SOURCE DATA:

- Opening Delimiter -

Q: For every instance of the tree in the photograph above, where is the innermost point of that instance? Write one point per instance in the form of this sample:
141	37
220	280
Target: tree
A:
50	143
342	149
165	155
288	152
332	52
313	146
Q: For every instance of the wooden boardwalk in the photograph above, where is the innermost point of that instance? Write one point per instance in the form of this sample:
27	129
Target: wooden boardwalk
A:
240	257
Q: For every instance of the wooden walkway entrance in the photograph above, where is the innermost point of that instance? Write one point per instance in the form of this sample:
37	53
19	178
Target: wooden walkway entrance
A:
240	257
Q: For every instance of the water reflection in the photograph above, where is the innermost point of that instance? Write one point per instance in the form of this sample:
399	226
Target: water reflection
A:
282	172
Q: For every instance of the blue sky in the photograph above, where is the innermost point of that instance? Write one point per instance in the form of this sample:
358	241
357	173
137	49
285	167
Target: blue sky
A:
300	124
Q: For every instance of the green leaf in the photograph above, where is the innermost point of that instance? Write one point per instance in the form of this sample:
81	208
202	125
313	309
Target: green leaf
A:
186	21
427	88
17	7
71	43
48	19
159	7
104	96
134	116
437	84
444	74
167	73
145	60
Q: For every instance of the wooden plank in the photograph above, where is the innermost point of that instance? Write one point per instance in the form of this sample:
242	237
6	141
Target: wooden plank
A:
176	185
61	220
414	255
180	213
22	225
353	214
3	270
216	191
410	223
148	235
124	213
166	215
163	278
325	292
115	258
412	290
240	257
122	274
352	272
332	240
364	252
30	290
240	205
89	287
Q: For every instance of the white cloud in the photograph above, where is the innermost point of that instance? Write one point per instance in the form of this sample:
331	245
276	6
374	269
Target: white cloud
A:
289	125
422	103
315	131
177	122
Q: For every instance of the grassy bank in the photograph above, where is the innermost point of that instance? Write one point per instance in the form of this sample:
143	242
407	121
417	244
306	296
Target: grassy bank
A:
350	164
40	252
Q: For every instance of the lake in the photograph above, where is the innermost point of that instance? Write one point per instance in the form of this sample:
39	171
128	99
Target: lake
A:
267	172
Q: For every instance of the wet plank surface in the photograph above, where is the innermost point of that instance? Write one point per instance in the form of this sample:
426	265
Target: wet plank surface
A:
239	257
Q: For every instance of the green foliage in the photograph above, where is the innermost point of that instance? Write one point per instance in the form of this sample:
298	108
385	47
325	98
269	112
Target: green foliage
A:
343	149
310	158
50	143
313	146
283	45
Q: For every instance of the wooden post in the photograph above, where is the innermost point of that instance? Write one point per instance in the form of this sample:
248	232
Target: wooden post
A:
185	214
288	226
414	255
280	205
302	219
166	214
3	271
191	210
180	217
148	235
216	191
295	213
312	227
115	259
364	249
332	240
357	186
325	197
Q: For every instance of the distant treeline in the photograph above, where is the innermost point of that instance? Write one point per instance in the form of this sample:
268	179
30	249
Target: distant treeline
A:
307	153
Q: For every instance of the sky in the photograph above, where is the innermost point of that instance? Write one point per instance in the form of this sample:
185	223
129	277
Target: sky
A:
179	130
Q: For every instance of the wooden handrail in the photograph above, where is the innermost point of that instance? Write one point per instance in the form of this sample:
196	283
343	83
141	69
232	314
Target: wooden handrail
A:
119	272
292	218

- Closing Delimiter -

EXERCISE PROMPT: From the entries above, copy every line that holds the word "cloud".

SOLVED PROBLEM:
Q: For every instance of the white cloud in the photograph above, where is the innermost point of that instance? Write one point per instance in the form of this sample:
Target: white cloud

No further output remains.